* _Problem to solve_: In the records below, locate the line containing "Drop one point on every instance of the blue"; output that line and every following line through the last, exactly.

-- start Provided information --

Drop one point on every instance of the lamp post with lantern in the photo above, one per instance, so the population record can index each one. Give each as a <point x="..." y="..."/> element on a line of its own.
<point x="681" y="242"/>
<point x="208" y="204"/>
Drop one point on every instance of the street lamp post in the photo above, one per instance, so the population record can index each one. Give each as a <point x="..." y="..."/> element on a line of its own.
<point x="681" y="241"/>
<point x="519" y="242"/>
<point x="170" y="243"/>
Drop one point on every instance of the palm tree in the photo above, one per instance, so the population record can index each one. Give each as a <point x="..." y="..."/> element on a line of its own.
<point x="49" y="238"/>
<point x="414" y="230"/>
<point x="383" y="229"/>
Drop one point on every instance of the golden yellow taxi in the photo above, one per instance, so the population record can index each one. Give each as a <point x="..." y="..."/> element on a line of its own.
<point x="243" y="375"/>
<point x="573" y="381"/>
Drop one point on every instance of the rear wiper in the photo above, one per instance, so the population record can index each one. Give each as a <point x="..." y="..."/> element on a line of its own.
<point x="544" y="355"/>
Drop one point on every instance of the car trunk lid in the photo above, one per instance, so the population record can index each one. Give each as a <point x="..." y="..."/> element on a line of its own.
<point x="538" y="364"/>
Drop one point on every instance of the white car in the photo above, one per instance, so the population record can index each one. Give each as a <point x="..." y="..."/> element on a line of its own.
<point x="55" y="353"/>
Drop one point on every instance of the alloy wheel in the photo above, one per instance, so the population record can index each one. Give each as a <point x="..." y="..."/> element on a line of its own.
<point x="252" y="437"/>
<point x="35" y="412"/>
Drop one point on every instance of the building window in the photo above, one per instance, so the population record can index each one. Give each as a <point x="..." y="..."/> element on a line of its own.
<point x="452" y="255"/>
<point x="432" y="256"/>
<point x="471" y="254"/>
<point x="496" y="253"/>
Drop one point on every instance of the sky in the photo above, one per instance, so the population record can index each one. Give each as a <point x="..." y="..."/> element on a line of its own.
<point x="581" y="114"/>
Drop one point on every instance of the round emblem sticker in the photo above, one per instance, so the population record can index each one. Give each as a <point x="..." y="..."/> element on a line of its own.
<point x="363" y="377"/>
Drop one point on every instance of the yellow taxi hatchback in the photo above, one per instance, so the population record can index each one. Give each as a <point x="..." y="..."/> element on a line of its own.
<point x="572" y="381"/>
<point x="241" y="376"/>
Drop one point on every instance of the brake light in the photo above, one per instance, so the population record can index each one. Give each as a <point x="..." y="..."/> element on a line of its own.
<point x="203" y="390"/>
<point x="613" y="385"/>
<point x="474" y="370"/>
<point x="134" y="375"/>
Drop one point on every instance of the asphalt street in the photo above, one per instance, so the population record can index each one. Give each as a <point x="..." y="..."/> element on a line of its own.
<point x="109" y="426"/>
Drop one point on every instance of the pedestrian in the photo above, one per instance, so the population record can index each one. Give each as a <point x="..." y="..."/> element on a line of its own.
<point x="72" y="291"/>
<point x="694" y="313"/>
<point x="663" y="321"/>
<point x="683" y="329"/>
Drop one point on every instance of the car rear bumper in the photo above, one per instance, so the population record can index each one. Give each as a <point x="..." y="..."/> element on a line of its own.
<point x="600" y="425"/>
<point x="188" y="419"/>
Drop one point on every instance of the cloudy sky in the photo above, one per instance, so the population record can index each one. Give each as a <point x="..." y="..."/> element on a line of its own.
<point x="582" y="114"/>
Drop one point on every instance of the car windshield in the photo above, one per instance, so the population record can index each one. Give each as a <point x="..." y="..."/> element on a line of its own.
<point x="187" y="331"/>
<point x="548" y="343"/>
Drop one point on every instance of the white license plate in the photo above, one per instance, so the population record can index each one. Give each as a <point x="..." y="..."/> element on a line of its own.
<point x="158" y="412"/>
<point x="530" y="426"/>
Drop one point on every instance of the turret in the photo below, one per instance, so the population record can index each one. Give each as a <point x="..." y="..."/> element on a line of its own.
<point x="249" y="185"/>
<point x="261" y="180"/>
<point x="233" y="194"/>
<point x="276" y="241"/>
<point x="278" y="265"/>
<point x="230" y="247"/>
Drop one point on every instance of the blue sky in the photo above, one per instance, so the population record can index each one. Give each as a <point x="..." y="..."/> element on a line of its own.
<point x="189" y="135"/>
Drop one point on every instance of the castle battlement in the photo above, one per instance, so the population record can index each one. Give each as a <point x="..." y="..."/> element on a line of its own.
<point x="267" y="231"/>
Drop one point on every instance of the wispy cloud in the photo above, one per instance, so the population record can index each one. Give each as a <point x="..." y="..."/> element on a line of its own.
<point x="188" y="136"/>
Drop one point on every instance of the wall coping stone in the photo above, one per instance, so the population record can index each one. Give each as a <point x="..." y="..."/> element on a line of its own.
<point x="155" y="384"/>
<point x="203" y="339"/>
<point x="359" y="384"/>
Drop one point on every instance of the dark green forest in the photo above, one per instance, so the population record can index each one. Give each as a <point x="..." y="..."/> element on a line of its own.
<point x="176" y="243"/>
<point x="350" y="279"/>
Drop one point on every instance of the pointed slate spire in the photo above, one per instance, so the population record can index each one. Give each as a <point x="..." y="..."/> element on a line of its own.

-- end Provided information --

* _Solved exercise_:
Drop one point on every instance of the blue sky in the photo above, one per instance, so the population record can index each one. Give each as a <point x="..." y="..."/> element on a line of its own.
<point x="189" y="135"/>
Drop one point on every instance of the castle battlement in the photo above, one per instance, so the population record can index each one. Give each as a <point x="..." y="..."/> element on a line of its own.
<point x="267" y="231"/>
Drop one point on every instance of the wispy cloud in the photo above, one per instance, so the population record can index each one. Give each as a <point x="..." y="..."/> element on a line of its own.
<point x="188" y="136"/>
Drop one point on every instance of the wall coping stone in the photo above, one per instance, so the population record can index each one. Give each as a <point x="..." y="..."/> element on a line of its own.
<point x="155" y="384"/>
<point x="203" y="339"/>
<point x="359" y="384"/>
Drop one point on every instance of the dark green forest in the photo above, one per instance, so the population record can index each one. Give each as a <point x="..." y="..."/> element on a line of its own.
<point x="176" y="243"/>
<point x="350" y="279"/>
Drop one point on every instance of the pointed slate spire in the photo above, one per instance, so the population record can index each one. Give each as a <point x="..." y="..."/> element on a line of its own.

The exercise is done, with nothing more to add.